=== What is required ===
Can you repeat the data below word for word, from the line containing "indicate the cat's" through the end of the data?

=== Records ===
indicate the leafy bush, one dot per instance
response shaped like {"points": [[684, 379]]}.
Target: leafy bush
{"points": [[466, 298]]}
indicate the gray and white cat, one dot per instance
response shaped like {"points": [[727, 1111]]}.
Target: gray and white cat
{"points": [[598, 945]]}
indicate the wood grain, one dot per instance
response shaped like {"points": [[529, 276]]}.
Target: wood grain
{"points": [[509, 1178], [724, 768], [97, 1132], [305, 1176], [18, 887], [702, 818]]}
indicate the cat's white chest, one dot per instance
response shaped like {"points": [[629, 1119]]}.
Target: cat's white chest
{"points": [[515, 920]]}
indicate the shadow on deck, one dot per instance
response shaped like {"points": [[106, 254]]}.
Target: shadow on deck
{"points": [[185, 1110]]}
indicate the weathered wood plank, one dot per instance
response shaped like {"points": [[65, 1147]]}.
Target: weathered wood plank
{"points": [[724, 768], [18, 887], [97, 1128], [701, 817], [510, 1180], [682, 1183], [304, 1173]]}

=== Worked solution ===
indicate the cat's white chest, one dot per instance
response shaped like {"points": [[629, 1119]]}.
Target: cat's white chest
{"points": [[515, 920]]}
indicate the shadow on deck, one dot per instance
response shaped like {"points": [[106, 254]]}.
Target: shadow on deck
{"points": [[185, 1110]]}
indicate the weathered wood plank, one dot per instance
response shaped like {"points": [[65, 1147]]}.
Target: weathered wood plank
{"points": [[724, 768], [18, 887], [97, 1128], [701, 817], [510, 1180], [682, 1183], [304, 1173]]}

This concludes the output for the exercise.